Set problem A: According to the piece on James Washington's slow start, what were JuJu Smith-Schuster's totals through six weeks?
Set problem B: Extend the piece on James Washington's slow start from its last sentence.

Text passage:
----

I know James Washington hasn’t been everything we hoped for this year. So far anyway. Five catches, 49 yards, and one touchdown? Not what we thought we were getting out of this team’s #3 wide receiver.
But don’t lose sleep over his slow start. It’s natural, expected, and is no prediction of how the rest of his career will unfold. Let’s explain why.
I wanted to bring this up from a mailbag question I answered yesterday afternoon, asked if I thought Washington would turn out like JuJu Smith-Schuster by season’s end. And while yes, JuJu was much more productive through the first six weeks of the season, it was by less than you probably think.
Here’s where Smith-Schuster stood through six weeks: 15 receptions, 192 yards, two touchdowns.
Better? Yes. Playing in the slot sure helped unlike Washington, a Z receiver used mostly vertically. But it’s not by much. It wasn’t until his eighth game against the Detroit Lions did he really flip the script, aided by his 97 yard scamper and near 200 yard day. From there, the game slowed down and he became a consistent threat the rest of the way. But no, it didn’t happen immediately.
Martavis Bryant? You remember the story there. He didn’t catch a pass his first six weeks, making his presence felt under the lights against Houston in Week 7. So Washington has been more productive.
What about Emmanuel Sanders? Two receptions, 37 yards, no touchdowns. And he was only active for three weeks. It wasn’t until Week 14 – and then again the following week – where he went over 50 yards. Like so many others, he didn’t hit his stride until later in the year.

----

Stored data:
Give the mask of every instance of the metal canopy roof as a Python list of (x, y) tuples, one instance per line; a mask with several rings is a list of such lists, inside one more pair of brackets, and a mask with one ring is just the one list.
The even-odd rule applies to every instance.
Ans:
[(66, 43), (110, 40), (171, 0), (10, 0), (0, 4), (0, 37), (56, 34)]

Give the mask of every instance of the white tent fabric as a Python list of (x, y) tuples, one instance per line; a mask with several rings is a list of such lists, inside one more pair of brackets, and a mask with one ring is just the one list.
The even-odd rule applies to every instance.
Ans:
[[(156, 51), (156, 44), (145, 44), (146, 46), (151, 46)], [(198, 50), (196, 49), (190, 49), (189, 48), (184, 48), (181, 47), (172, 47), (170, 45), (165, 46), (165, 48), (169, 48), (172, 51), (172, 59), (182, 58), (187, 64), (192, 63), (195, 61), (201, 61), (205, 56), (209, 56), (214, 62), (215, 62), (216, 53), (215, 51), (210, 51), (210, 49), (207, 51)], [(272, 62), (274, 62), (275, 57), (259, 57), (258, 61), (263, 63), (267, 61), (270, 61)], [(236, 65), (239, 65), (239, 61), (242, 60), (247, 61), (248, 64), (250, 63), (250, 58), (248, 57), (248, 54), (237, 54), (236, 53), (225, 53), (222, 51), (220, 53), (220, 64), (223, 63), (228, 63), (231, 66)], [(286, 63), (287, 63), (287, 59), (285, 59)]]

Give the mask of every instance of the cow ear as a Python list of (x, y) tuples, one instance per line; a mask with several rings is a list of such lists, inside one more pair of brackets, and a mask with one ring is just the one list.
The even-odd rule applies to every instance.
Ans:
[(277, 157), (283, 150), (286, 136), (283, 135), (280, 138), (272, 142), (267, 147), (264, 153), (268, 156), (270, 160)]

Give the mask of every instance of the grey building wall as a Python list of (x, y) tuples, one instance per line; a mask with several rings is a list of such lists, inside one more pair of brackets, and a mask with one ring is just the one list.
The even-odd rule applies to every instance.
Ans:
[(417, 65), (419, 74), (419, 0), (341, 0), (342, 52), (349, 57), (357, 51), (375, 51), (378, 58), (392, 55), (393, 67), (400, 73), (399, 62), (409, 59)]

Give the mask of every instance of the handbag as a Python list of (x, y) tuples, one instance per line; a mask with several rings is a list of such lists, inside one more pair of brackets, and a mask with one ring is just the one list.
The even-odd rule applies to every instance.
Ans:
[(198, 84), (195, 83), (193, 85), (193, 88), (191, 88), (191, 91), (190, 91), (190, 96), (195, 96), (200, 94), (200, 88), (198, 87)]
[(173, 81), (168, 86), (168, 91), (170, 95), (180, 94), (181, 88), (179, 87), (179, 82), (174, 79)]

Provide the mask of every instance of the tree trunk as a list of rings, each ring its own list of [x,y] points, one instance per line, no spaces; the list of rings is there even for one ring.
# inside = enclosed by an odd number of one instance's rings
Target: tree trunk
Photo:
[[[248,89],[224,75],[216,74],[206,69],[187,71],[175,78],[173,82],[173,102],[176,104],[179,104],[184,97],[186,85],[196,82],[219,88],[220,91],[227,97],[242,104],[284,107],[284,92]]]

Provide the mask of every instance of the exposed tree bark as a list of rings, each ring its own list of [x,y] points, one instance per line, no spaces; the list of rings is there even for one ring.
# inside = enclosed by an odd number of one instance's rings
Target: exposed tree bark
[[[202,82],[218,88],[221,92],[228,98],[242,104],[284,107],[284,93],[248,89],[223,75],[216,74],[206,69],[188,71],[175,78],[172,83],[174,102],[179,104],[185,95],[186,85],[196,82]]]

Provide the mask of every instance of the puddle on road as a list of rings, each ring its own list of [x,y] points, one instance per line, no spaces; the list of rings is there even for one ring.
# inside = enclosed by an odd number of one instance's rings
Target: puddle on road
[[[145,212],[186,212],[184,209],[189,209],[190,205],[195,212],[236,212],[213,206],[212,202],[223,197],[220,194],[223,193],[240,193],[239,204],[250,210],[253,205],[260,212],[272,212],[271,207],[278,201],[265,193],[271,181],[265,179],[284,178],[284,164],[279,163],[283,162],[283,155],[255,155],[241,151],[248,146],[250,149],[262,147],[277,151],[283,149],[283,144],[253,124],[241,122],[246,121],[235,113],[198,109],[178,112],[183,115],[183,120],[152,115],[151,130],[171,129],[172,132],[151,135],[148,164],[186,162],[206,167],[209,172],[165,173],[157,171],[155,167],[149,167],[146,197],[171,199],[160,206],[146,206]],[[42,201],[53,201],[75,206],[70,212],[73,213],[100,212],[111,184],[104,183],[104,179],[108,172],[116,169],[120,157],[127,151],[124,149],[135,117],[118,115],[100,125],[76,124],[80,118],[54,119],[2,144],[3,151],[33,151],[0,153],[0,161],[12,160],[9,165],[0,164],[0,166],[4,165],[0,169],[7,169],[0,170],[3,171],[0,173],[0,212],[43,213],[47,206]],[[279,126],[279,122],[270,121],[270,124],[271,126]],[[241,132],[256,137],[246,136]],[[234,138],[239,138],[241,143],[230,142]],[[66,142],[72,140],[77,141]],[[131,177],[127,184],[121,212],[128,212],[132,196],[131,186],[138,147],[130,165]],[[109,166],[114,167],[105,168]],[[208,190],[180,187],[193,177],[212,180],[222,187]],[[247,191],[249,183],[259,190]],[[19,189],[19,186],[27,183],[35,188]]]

----

Task result A: 15 receptions, 192 yards, and two touchdowns.

Task result B:
Antonio Brown? Just one catch that went for six. Sure, he was a 6th round pick, so expectation and role were different than Washington but you get the point. Even a first ballot Hall of Famer was an offensive afterthought. He didn’t see somewhat regular action until Week 10, catching 15 passes the rest of the way.
Mike Wallace is an outlier here. But when you have 4.30 speed, you can do some damage before defenses realize who the heck you are.
Hines Ward? Two grabs for 30 yards, though his special teams work should be acknowledged.
The average of those five players, Wallace excluded? Four catches, 44 yards, 0.4 touchdowns. Compare that to Washington and he’s above average (5/49/1) in all three categories.
Do I anticipate Washington to have a second half season that puts him on a path to stardom a la JuJu? Probably not. There’s too many weapons on this team, and that’s before Le’Veon Bell’s presumed, eventual return, for him to get enough of the target share to put up gaudy numbers.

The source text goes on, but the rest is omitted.